DATA TO USE below:

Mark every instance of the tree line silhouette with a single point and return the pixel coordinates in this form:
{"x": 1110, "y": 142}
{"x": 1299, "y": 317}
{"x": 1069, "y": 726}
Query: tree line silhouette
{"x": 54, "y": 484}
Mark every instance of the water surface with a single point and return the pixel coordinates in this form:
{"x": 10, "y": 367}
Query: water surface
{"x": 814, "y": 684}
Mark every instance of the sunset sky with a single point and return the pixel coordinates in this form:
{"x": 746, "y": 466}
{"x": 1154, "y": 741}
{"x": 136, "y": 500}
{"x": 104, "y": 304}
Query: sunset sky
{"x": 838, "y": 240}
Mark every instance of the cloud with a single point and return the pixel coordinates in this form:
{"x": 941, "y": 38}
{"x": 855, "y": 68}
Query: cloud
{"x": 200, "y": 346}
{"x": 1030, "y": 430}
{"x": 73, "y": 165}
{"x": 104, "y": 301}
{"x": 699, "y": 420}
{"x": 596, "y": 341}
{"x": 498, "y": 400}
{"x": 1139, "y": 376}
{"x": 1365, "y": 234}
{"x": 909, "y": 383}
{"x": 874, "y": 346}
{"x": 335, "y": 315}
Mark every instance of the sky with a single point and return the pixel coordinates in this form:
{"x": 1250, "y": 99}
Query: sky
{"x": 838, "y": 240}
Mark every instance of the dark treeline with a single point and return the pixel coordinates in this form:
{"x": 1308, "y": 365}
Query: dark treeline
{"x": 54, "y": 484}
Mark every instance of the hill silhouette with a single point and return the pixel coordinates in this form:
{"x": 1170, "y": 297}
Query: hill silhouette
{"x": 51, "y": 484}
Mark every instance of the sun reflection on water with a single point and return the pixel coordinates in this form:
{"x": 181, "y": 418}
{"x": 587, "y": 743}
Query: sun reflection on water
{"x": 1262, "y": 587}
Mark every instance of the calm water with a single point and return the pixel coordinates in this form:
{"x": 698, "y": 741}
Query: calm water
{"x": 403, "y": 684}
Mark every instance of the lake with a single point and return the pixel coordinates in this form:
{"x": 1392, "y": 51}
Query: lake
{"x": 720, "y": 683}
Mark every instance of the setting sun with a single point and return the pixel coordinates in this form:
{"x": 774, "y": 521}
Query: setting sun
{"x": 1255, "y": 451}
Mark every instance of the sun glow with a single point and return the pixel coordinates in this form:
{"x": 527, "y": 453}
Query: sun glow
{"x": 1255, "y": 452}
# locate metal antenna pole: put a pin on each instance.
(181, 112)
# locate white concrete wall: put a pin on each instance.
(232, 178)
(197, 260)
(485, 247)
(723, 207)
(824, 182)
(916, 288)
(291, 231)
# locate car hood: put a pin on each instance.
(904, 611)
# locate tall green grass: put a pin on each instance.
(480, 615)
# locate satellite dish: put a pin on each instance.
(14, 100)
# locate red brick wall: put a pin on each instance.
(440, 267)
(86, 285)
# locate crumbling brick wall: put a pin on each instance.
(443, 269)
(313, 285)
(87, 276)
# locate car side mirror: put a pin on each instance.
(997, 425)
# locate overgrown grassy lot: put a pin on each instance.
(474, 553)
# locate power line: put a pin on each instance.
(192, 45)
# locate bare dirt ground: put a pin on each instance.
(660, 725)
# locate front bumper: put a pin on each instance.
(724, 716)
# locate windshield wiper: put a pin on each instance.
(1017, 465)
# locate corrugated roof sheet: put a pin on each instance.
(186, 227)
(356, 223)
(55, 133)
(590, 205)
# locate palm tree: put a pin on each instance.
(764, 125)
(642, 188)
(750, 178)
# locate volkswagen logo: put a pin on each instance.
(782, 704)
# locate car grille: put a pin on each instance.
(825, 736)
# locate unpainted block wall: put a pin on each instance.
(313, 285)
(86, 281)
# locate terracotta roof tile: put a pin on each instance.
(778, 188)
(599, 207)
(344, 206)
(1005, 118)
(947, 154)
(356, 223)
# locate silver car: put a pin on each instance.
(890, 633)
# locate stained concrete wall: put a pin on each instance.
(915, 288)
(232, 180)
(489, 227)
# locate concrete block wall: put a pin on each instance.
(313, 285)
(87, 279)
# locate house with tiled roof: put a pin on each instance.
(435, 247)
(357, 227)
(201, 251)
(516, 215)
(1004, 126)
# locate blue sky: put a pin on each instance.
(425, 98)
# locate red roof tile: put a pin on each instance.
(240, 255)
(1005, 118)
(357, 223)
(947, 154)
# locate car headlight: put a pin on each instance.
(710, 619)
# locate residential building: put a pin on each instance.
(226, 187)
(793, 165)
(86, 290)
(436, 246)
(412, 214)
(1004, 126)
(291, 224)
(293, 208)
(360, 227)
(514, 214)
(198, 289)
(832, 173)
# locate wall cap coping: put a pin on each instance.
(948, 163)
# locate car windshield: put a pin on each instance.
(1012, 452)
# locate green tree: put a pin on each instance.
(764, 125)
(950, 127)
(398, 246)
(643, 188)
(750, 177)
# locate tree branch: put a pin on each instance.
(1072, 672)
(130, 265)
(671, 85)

End of DATA TO USE.

▸ TASK TO COMPLETE: Copy out the entries in full, exactly as they appear.

▸ RESULT FOR THIS TASK:
Mark every instance of the tree line silhouette with a single point and return the pixel coordinates in this form:
{"x": 1110, "y": 142}
{"x": 1299, "y": 317}
{"x": 1069, "y": 726}
Query: tree line silhouette
{"x": 54, "y": 484}
Mark every instance of the water surface with a single point and return the pixel coordinates in this form:
{"x": 10, "y": 367}
Query: water surface
{"x": 814, "y": 684}
Mark every instance of the sunset sky with a single point and return the pixel coordinates in this form:
{"x": 746, "y": 466}
{"x": 1154, "y": 741}
{"x": 136, "y": 500}
{"x": 104, "y": 304}
Query: sunset sky
{"x": 838, "y": 240}
Mark every instance of the cloud with a single point and return the pixel coordinates in this form:
{"x": 941, "y": 38}
{"x": 855, "y": 68}
Query: cloud
{"x": 200, "y": 346}
{"x": 1030, "y": 430}
{"x": 73, "y": 165}
{"x": 104, "y": 301}
{"x": 699, "y": 420}
{"x": 596, "y": 341}
{"x": 498, "y": 400}
{"x": 1139, "y": 376}
{"x": 1365, "y": 234}
{"x": 909, "y": 383}
{"x": 874, "y": 346}
{"x": 335, "y": 315}
Mark every instance of the sky with a single point and return the pixel coordinates in this form:
{"x": 1250, "y": 99}
Query: sky
{"x": 838, "y": 240}
Mark every instance of the dark treeline with a single point and return the pixel coordinates in this form:
{"x": 1308, "y": 365}
Query: dark treeline
{"x": 54, "y": 484}
Mark every instance of the hill silhouette with a single point and return the pixel coordinates in this form:
{"x": 1170, "y": 297}
Query: hill silhouette
{"x": 51, "y": 484}
Mark every instance of the sun reflection on water with a single point and return the pixel coordinates in this form:
{"x": 181, "y": 418}
{"x": 587, "y": 743}
Query: sun reflection on water
{"x": 1262, "y": 587}
Mark every instance of the calm water with a single point and return the pixel coordinates in this form:
{"x": 698, "y": 741}
Query: calm water
{"x": 403, "y": 684}
Mark every instance of the lake with a single point and return the pixel coordinates in this form:
{"x": 1392, "y": 51}
Query: lake
{"x": 720, "y": 683}
Mark every instance of the setting sun with a single point and return the pixel coordinates in this form:
{"x": 774, "y": 521}
Query: setting sun
{"x": 1255, "y": 451}
Mark every instance of the sun glow with a single point and return the pixel coordinates in this form:
{"x": 527, "y": 453}
Query: sun glow
{"x": 1255, "y": 452}
# locate metal antenna pole: put a pin on each instance.
(181, 112)
# locate white concrete wall: put a pin on each instance.
(232, 178)
(197, 260)
(485, 247)
(723, 207)
(824, 182)
(916, 288)
(291, 231)
# locate car hood: put a pin on each instance.
(904, 611)
# locate tall green grass: put a pin on each instance.
(480, 615)
# locate satellite dish: put a pin on each instance.
(14, 100)
# locate red brick wall: put a pin on each instance.
(440, 267)
(86, 285)
# locate crumbling brick wall: put a pin on each instance.
(443, 269)
(313, 285)
(87, 276)
# locate car side mirror: put a pin on each instance.
(997, 425)
# locate overgrown grassy lot: put a pin on each instance.
(474, 553)
# locate power line: put a pin on each instance.
(192, 45)
# locate bare dirt ground: put a pin on each instance.
(660, 725)
# locate front bumper: put a pin on each instance.
(724, 716)
# locate windshield wiper: put a pin on each instance.
(1017, 465)
# locate corrugated roof sheet: put a pin on each instance.
(186, 227)
(356, 223)
(55, 133)
(590, 205)
# locate palm tree: put a pin on each instance.
(764, 125)
(642, 188)
(750, 178)
# locate volkswagen logo: put a pin on each instance.
(782, 704)
# locate car grille: put a pin on each instance.
(825, 736)
# locate unpainted block wall: put a pin on each instance.
(313, 285)
(86, 281)
# locate terracotta roof tile: put a pin on each instance.
(778, 188)
(599, 207)
(344, 206)
(1005, 118)
(947, 154)
(356, 223)
# locate silver car: put a pin on each instance.
(890, 633)
# locate stained concrete wall: put a pin on each instance.
(915, 288)
(232, 180)
(489, 227)
# locate concrete block wall: put a pin on each instance.
(313, 285)
(87, 279)
# locate house with tiled roof: put a pin on each instance.
(435, 247)
(357, 227)
(201, 251)
(516, 215)
(1004, 126)
# locate blue sky: put a pin on each instance.
(425, 98)
# locate red roof tile: put a pin on each instance.
(240, 255)
(1005, 118)
(357, 223)
(947, 154)
# locate car headlight: put a pin on each instance.
(710, 619)
# locate residential building: put a pin on each instance.
(226, 187)
(793, 165)
(86, 290)
(436, 246)
(412, 214)
(1004, 126)
(291, 224)
(293, 208)
(360, 227)
(514, 214)
(198, 289)
(832, 173)
# locate wall cap coping: put a pin on each instance.
(948, 163)
# locate car windshield: put a pin on each instance.
(1012, 452)
# locate green tree: put a pin on each instance.
(764, 125)
(950, 127)
(398, 246)
(643, 188)
(750, 177)
# locate tree branch: put a pin on each instance.
(1072, 672)
(130, 265)
(671, 85)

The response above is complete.